High mountains and extensive watersheds occur nearly everywhere along the eastern MBNMS margin. The considerable rainfall in these watersheds is held in porous Tertiary marine strata that have been uplifted and dip seaward, forming fresh water aquifers.
Numerous aquifers create extensive ground water basins in the Monterey Bay region (Figure 7; Muir 1972, 1980). Many of these are contiguous with the offshore (Greene 1969). The most porous and highly permeable aquifers are located in Pleistocene and Pliocene sedimentary rocks. The 180- and 400-foot aquifers are found in the Pleistocene eolean Red Sands Formation. Probably the most extensive, best recharged aquifer is found in the Pliocene Purisima Formation. These aquifers are subjected to overdraft and are experiencing salt water intrusion (Johnson 1983).

COMPLETE THE FOLLOWING |
[1] Answer these from the passage on Monterey Bay aquifers, marking each answer (a), (b), or (c):
(a) What holds the rainfall in the watersheds along the eastern MBNMS margin?
(b) In which formation are the 180- and 400-foot aquifers found?
(c) What two problems are these aquifers experiencing?
[2] From the passage on Monterey Bay aquifers, quote the stretch from "Numerous aquifers create" through "intrusion (Johnson 1983).".
[3] Extend the passage on Monterey Bay aquifers, starting after its final sentence.

AVAILABLE DATA |
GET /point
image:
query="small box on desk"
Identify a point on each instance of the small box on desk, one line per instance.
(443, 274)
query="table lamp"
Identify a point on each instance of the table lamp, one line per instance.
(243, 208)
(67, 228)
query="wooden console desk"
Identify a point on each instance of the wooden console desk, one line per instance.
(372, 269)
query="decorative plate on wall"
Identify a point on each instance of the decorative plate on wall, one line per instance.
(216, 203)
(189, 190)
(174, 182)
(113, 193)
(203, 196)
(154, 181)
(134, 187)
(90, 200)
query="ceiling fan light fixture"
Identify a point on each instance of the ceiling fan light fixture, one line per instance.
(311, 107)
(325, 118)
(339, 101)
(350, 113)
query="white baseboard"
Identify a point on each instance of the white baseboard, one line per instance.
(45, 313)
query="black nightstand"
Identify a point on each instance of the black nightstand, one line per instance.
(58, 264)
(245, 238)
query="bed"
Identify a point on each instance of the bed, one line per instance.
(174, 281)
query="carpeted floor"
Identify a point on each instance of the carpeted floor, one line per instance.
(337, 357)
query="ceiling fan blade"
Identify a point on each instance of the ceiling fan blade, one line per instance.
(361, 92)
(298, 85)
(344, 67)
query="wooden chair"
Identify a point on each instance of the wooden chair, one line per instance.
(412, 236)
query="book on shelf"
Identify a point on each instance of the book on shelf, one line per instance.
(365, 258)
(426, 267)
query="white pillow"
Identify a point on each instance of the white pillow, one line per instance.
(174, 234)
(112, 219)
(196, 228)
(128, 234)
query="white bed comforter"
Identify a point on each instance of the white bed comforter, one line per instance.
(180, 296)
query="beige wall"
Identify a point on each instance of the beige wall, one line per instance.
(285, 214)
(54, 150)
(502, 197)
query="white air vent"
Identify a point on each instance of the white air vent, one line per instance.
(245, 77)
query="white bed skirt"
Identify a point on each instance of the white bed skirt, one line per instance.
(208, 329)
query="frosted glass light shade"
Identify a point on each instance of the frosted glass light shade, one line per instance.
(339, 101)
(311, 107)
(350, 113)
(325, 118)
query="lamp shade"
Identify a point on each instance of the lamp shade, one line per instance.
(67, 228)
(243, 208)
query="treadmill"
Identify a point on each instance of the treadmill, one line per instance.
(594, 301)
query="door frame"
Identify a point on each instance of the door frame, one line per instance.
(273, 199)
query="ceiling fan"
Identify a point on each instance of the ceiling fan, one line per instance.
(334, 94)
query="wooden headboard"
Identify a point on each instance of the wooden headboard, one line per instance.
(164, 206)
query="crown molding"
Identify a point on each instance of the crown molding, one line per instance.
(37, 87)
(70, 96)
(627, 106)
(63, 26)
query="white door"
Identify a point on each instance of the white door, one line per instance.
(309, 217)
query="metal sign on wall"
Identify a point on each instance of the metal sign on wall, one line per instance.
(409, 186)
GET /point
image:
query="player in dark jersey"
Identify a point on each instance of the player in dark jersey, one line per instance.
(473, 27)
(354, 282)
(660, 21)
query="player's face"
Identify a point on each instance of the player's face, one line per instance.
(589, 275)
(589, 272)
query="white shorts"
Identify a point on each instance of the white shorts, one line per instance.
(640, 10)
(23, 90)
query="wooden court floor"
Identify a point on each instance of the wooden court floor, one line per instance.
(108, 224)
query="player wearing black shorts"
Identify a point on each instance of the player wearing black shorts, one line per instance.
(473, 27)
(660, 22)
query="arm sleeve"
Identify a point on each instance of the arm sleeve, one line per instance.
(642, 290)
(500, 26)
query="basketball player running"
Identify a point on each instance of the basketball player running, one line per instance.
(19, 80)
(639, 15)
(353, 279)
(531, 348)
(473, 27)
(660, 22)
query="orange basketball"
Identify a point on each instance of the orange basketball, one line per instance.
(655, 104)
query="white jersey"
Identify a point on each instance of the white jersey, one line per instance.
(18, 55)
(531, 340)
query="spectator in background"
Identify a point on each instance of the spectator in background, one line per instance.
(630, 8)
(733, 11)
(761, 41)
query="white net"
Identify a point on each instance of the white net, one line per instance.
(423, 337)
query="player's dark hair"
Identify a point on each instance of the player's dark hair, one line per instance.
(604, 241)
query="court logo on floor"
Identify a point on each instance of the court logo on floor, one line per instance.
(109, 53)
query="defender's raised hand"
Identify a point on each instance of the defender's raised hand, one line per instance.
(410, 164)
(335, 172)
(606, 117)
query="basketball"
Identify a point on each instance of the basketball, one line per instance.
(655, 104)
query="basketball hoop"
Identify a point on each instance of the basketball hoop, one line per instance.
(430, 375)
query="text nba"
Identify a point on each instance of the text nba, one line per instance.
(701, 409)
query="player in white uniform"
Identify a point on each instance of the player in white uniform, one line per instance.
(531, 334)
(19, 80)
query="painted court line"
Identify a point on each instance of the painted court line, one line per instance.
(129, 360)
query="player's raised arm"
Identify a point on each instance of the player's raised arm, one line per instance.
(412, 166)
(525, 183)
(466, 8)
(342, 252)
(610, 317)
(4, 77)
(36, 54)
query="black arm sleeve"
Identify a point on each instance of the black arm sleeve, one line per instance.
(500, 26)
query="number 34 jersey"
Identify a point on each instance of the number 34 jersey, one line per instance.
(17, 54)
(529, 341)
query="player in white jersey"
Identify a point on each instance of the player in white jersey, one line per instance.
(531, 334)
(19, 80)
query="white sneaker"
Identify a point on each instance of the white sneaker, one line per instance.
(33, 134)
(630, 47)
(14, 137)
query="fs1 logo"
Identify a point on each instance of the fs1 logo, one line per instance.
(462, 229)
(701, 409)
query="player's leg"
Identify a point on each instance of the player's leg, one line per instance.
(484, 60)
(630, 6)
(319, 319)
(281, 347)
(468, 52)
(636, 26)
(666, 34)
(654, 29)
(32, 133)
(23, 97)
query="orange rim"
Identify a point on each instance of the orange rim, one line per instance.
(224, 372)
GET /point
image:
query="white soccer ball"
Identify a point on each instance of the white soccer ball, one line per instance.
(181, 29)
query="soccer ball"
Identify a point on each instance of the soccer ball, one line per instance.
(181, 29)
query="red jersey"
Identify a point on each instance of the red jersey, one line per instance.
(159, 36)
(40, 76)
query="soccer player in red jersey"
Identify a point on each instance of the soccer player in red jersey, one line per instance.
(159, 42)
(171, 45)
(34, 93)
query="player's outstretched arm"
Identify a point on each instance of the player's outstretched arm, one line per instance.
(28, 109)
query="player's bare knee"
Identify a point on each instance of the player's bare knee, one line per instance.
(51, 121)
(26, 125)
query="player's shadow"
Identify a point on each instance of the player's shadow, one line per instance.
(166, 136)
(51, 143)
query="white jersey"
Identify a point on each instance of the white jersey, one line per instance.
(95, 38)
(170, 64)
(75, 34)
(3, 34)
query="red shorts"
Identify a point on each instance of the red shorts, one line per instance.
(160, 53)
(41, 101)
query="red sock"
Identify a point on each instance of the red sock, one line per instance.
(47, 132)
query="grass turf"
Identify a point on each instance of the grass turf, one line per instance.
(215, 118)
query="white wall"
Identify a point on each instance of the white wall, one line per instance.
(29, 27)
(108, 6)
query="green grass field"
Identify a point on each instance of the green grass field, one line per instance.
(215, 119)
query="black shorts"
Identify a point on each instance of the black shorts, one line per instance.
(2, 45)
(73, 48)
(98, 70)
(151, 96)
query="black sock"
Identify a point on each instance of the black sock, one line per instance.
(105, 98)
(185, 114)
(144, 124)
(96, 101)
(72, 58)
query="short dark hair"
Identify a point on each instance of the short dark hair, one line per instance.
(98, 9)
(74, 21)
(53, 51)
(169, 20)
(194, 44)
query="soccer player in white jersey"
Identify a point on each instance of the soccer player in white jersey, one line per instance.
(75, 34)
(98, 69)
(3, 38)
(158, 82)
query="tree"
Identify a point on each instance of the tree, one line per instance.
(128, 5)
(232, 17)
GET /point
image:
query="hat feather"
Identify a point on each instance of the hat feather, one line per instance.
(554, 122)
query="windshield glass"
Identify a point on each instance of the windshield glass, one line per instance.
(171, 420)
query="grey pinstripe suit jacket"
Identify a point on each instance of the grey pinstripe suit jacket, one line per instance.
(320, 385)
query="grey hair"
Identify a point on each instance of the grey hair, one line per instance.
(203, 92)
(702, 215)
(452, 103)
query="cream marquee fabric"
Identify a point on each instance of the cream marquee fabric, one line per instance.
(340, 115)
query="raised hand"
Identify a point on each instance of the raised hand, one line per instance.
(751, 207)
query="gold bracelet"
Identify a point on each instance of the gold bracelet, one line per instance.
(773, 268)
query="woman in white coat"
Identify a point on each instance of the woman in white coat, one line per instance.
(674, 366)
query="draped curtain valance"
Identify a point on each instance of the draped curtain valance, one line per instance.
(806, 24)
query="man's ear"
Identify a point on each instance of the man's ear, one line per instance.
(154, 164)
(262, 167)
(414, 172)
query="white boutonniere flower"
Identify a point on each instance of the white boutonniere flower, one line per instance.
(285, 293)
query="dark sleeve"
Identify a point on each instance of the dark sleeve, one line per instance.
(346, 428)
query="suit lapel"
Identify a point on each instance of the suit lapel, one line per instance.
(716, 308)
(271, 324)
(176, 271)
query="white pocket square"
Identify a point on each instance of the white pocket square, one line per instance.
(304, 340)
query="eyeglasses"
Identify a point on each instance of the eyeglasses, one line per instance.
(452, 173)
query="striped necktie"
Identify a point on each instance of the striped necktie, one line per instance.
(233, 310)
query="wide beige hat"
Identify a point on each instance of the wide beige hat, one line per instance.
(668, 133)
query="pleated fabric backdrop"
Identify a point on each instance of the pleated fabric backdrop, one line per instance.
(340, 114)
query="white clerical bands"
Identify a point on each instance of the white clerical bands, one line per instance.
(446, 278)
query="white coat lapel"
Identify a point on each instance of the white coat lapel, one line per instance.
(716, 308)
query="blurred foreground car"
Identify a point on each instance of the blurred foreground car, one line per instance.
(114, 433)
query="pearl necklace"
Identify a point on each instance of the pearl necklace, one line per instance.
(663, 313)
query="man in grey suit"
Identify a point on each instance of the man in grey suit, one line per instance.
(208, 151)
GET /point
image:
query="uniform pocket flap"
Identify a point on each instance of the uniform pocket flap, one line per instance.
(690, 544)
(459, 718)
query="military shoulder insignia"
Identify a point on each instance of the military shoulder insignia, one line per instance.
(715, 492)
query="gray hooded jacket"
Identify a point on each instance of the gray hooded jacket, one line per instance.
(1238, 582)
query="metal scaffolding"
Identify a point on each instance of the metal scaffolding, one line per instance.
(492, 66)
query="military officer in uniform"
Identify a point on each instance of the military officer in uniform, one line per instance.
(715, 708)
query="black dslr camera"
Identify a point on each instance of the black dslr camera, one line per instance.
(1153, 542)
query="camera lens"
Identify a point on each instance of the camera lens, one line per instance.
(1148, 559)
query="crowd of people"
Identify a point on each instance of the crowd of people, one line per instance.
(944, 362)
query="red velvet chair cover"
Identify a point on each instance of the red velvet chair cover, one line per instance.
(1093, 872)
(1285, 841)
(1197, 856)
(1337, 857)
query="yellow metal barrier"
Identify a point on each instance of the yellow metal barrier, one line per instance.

ANSWERS TO EACH TASK |
[1]
(a) Porous Tertiary marine strata that have been uplifted and dip seaward.
(b) The Pleistocene eolean Red Sands Formation.
(c) Overdraft and salt water intrusion.

[2]
Numerous aquifers create extensive ground water basins in the Monterey Bay region (Figure 7; Muir 1972, 1980). Many of these are contiguous with the offshore (Greene 1969). The most porous and highly permeable aquifers are located in Pleistocene and Pliocene sedimentary rocks. The 180- and 400-foot aquifers are found in the Pleistocene eolean Red Sands Formation. Probably the most extensive, best recharged aquifer is found in the Pliocene Purisima Formation. These aquifers are subjected to overdraft and are experiencing salt water intrusion (Johnson 1983).

[3]
Other ground water-bearing formations exist in perched alluvial deposits and in marine terraces. Deeper ground water sources can be found in the fractures and cracks of the granitic basement rocks and the fractured cherts of the overlying Miocene Monterey Formation, although quality is not as good as in the younger rocks. Some ground water is also available in the Franciscan Assemblage of rocks, but again quality is poor.
In the Santa Cruz Mountains, extensive recharge areas are present where fresh water aquifers are exposed (Muir 1972, 1974, 1977). Recharge of the basins is accomplished through the outcropping aquifers, though destructive land management is limiting the recharge ability. These aquifers feed springs in the coastal mountains that supply water to the creeks, river and streams. In winter months, water is commonly seen seeping from well-layered strata of aquifers exposed in the sea cliffs, especially in the Santa Cruz area and along the coastal bluffs of the Santa Lucia Mountains. Historically (and at times even now during extremely wet periods), fresh water also seeped out along the submarine canyon walls and on the seafloor, from faults that cut aquifers originating in the coastal mountains. For example, fresh water sapping appears to have occurred along headward parts of Monterey Canyon, where several shallow (180 and 400 ft.) aquifers crop out in the head scarps of large, well defined slumps (Greene 1970, 1977; Greene and Hicks 1990).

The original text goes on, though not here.